EXCERPT TO READ Block Start
Quote Originally Posted by GPaulus View Post
In November oil was $77 and now it is 95. How can that be? A 20% increase. Has oil demand risen by 20 percent?
The very question already shows that you have no clue about economic theory. The correct question would have asked for the price elasticity of demand for oil. That's 1st or 2nd semester microeconomics.

You asserted
But when 20 - 30 % swings occur or the prices climb too fast, the markets cannot react quickly enough. The result is usually double digit inflation.
and the graph proves you wrong. There was no double digit inflation in decades despite such crude oil price spikes.

Earlier spikes of the inflation coincide with world wars (and their aftershocks) and earlier recessions (which happen to involve high crude oil prices).

A global or a national economy has many more variables than energy cost and inflation rate. Federal reserve bank policies allowed high inflation (not this time) in the 70's, but not this time. In fact, there were huge deflation tendencies which were counteracted by expansionary federal reserve bank policies - the end result was a moderate inflation.
The whole link between energy costs and overall inflation/economic crisis is rather weak and indirect. Other variables can easily overcompensate the link.


The increasing energy costs of the mid-2000's did not help, but they're not the root of the global economic crisis. Likewise, subprime mortgages and CDOs were merely symptoms.
The crisis was a a correction movement against unsustainable imbalances with lots of secondary effects.
A high crude oil price is easily sustainable, as evidenced by the fact that some economies already pay a high price for crude oil products due to high crude oil-specific taxation.
The corrections of unsustainable imbalances happened at the weak spot of obviously unsustainable resource mis-allocations; distorted housing sectors (market price bubbles). Secondary effects rippled through an unproductive financial sector which had grossly neglected the management of systemic risks.
Finally, financial sector problems and their bandaging led to the fiscal de facto collapse of several states (Iceland and Ireland experienced economic nightmares because of out-of-proportion financial sectors, Greece/Portugal experience(d) fiscal nightmares because of unsustainable fiscal deficits).

High oil prices alone would merely have sufficed to challenge the viability of some products/business models and have caused some adaption processes in economies. In worst case, some countries would have felt a substantial change in terms of trade - comparable in aggregate effect to a changed rate of currency exchange. That's what we saw in 73/74.

Our economic crisis looked VERY differently this time.
EXCERPT TO READ Block End
- _STUDY QUESTIONS_
**a)** According to the forum post on oil prices, why did Iceland and Ireland experience economic nightmares?
**b)** Write out the part of the forum post on oil prices starting at "Earlier spikes of" and ending at "overcompensate the link.".
**c)** Translate this sentence from the forum post on oil prices into German: "Other variables can easily overcompensate the link."
DATASET Block Start
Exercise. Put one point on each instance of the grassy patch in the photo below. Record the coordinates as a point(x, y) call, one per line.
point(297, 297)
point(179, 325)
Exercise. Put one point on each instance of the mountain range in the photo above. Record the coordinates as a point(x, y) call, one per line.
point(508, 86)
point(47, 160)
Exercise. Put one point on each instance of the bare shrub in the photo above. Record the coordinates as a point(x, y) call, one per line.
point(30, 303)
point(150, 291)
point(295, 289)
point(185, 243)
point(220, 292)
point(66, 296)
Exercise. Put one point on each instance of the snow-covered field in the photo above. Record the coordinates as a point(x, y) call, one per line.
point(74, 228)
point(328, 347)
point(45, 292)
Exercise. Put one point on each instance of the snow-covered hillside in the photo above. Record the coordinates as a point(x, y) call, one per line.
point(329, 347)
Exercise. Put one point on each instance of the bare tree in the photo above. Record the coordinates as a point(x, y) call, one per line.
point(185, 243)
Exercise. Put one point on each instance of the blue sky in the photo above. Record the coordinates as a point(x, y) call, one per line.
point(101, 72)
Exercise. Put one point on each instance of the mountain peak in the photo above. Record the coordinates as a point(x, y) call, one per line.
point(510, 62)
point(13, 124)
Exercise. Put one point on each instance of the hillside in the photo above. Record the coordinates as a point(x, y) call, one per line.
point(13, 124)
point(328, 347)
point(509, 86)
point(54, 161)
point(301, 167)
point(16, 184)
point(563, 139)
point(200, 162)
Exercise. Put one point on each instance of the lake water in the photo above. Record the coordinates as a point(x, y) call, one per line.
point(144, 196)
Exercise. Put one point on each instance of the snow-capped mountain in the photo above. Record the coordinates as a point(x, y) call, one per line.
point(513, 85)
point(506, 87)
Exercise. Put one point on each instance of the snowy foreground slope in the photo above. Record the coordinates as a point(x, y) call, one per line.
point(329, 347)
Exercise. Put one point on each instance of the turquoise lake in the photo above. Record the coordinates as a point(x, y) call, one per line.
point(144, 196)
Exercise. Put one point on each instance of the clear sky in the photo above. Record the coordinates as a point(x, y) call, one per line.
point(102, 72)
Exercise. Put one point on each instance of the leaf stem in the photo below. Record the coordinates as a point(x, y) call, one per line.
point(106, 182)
DATASET Block End
- _RESPONSES TO THE TASKS_
**a)** Because of out-of-proportion financial sectors.

**b)**
Earlier spikes of the inflation coincide with world wars (and their aftershocks) and earlier recessions (which happen to involve high crude oil prices).

A global or a national economy has many more variables than energy cost and inflation rate. Federal reserve bank policies allowed high inflation (not this time) in the 70's, but not this time. In fact, there were huge deflation tendencies which were counteracted by expansionary federal reserve bank policies - the end result was a moderate inflation.
The whole link between energy costs and overall inflation/economic crisis is rather weak and indirect. Other variables can easily overcompensate the link.

**c)** Andere Variablen können die Verbindung leicht überkompensieren.